### INSTRUCTIONS TO FOLLOW
Beginning with the line below that contains "the one list'" and ending with the line that contains "--holes=even-odd", copy every line exactly. Copy nothing else.
-- PROVIDED ENTRIES follows --
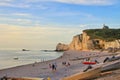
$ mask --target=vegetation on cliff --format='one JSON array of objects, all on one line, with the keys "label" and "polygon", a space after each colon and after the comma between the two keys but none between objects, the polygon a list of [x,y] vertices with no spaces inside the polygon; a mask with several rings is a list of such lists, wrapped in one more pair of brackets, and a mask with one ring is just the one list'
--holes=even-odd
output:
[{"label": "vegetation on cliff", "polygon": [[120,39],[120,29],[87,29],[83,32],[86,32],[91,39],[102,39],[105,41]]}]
-- PROVIDED ENTRIES concluded --
-- PROVIDED ENTRIES follows --
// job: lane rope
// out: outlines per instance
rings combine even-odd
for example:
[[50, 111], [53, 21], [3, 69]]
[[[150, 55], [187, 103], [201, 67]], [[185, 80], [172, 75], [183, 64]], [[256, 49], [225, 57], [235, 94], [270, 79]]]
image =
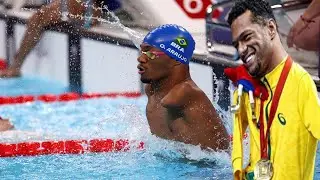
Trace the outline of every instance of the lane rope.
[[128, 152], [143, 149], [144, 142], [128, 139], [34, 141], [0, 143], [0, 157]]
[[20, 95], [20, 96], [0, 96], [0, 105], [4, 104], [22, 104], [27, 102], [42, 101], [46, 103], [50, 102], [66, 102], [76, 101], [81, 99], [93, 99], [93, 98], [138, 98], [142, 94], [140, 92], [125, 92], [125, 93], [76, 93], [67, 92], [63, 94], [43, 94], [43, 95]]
-- PROVIDED ENTRIES concluded --
-- PROVIDED ENTRIES follows --
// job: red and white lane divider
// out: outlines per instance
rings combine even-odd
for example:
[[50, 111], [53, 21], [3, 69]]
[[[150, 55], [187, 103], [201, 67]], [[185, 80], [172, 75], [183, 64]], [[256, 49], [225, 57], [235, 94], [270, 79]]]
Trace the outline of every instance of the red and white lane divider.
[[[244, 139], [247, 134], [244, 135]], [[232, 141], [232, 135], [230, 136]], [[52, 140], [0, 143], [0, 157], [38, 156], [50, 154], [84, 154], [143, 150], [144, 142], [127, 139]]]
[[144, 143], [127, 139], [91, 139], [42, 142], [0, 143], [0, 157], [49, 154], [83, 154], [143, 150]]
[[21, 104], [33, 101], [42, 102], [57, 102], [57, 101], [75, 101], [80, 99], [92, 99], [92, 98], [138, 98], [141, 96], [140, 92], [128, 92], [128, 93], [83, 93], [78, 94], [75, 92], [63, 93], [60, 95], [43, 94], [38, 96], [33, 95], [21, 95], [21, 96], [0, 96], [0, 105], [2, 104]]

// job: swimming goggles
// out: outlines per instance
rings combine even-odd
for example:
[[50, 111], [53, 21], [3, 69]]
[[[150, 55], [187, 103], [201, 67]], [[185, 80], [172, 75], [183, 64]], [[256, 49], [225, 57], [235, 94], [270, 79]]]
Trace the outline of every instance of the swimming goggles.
-- PROVIDED ENTRIES concluded --
### EXERCISE RESPONSE
$ mask --target=vegetation on cliff --format='one JSON array of objects, all on one line, with the keys "label" and "polygon", a space after each colon and after the comma between the two keys but none between objects, the polygon a list of [x,y] vertices with no spaces inside the polygon; a mask with several rings is a list of such lists, wrapped in one more pair of brackets, and a mask with one ring is just the one list'
--holes=even-odd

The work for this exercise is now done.